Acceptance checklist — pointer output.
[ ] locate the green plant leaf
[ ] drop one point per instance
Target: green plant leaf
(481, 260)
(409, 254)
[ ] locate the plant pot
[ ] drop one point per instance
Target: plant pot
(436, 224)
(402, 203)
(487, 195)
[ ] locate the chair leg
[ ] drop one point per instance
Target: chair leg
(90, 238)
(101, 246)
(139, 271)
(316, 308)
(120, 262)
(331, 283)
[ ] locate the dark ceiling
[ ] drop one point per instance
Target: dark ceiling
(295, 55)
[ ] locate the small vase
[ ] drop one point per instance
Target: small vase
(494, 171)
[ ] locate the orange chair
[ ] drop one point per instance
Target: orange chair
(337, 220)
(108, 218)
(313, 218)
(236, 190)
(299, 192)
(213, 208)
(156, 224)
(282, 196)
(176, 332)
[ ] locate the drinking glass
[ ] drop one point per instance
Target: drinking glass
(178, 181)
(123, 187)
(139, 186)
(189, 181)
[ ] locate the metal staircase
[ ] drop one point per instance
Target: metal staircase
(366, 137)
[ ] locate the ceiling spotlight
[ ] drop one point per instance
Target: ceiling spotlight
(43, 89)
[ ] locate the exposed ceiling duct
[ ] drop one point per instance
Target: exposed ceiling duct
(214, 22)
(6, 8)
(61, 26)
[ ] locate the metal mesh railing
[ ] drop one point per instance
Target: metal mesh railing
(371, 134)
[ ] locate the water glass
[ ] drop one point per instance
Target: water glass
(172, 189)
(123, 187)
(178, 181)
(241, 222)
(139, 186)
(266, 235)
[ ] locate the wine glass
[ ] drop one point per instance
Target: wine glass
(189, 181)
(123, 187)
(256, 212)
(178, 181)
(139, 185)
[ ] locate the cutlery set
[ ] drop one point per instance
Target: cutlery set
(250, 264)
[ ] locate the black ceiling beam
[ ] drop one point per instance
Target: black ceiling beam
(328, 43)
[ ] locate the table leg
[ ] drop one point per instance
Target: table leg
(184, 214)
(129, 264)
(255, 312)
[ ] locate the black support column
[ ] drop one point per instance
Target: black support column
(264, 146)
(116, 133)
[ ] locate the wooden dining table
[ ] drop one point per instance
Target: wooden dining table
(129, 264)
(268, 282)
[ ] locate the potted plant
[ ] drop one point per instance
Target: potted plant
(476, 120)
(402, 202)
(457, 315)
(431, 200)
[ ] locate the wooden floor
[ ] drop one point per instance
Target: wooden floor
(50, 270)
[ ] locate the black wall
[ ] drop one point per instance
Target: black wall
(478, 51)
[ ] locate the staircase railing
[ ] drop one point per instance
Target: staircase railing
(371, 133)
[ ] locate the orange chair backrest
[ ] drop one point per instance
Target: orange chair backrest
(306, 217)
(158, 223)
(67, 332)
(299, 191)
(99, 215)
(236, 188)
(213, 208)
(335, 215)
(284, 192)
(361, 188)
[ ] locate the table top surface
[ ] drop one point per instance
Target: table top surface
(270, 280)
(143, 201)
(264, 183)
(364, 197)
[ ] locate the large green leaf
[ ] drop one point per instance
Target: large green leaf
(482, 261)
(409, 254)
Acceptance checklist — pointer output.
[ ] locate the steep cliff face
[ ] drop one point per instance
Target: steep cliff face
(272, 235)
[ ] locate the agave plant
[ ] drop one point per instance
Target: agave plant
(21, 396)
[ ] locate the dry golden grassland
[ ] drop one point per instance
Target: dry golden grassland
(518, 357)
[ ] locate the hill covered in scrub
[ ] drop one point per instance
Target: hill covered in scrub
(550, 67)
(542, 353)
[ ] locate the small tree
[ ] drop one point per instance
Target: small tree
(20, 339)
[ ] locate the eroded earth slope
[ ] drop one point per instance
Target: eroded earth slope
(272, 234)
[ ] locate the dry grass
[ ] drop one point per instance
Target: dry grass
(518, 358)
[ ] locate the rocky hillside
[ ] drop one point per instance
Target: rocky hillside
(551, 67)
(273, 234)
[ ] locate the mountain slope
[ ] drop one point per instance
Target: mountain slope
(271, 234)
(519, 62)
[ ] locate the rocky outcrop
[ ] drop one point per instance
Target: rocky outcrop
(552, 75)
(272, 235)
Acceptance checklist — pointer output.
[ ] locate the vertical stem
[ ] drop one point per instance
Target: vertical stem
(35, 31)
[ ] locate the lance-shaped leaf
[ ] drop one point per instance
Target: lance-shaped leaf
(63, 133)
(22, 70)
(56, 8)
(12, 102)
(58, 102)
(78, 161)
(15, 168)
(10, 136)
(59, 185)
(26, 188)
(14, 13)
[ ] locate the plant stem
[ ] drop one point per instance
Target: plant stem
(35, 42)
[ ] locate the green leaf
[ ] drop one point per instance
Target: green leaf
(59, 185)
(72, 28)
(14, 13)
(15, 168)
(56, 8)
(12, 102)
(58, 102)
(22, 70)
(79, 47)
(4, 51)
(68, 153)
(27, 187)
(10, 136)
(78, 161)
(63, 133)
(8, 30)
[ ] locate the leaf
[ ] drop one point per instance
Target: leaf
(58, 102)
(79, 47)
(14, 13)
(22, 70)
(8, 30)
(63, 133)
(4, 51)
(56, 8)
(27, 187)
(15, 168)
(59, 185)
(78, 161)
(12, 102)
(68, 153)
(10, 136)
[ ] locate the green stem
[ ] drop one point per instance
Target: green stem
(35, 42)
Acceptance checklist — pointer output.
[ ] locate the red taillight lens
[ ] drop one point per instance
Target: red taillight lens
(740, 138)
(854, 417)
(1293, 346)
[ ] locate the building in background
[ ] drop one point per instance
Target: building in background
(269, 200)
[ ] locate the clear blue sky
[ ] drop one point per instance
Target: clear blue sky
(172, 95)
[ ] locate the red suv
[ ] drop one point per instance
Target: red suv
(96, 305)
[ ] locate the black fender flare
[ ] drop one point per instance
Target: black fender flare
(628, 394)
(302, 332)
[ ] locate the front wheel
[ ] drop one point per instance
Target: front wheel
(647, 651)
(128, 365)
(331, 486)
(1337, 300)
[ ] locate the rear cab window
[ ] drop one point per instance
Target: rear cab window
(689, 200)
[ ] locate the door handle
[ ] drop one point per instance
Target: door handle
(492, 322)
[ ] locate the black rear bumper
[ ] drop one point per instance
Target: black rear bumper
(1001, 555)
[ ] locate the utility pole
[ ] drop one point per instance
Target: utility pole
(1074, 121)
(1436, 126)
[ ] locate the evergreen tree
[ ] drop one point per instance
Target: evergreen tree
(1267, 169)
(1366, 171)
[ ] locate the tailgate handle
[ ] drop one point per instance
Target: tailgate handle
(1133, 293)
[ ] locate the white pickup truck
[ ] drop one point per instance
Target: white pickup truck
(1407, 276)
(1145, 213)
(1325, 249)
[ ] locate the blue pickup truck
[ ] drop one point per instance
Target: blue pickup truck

━━━━━━━━━━━━━━━━━━━━

Stated goal :: Output only the lines running from the line with "[ ] locate the clear blue sky" through the final line of the data, inclusive.

Response below ::
[ ] locate the clear blue sky
[ ] drop one point per instance
Target: clear blue sky
(172, 95)
[ ] locate the red suv
[ ] drop one point per instance
Target: red suv
(96, 305)
[ ] locate the black fender flare
[ ] drop one point per instance
Target: black fender flare
(628, 394)
(302, 332)
[ ] locate the front wheel
[ ] drop one point per instance
Target: front wheel
(647, 651)
(128, 365)
(331, 486)
(1337, 300)
[ ] locate the rear cab window
[ ] drop one point per instance
Target: rear cab window
(689, 200)
[ ] locate the door handle
[ ] drop one point per instance
Target: door handle
(492, 322)
[ ] locate the black rear bumper
[ ] drop one point per instance
Target: black rear bumper
(1001, 555)
[ ] locate the utility pole
[ ] drop one point per instance
Target: utility pole
(1074, 121)
(1436, 126)
[ ] locate the evergreen tree
[ ] drop one point per instance
Target: evergreen tree
(1267, 169)
(1366, 171)
[ ] locate the tailgate handle
[ ] drop one point per instance
Target: tailgate handle
(1133, 293)
[ ] locate the white pickup truck
[ ] drop one point per instance
Target: white pickup truck
(1407, 276)
(1145, 213)
(1325, 249)
[ ] locate the blue pickup truck
[ ] drop one point per instance
Target: blue pickup truck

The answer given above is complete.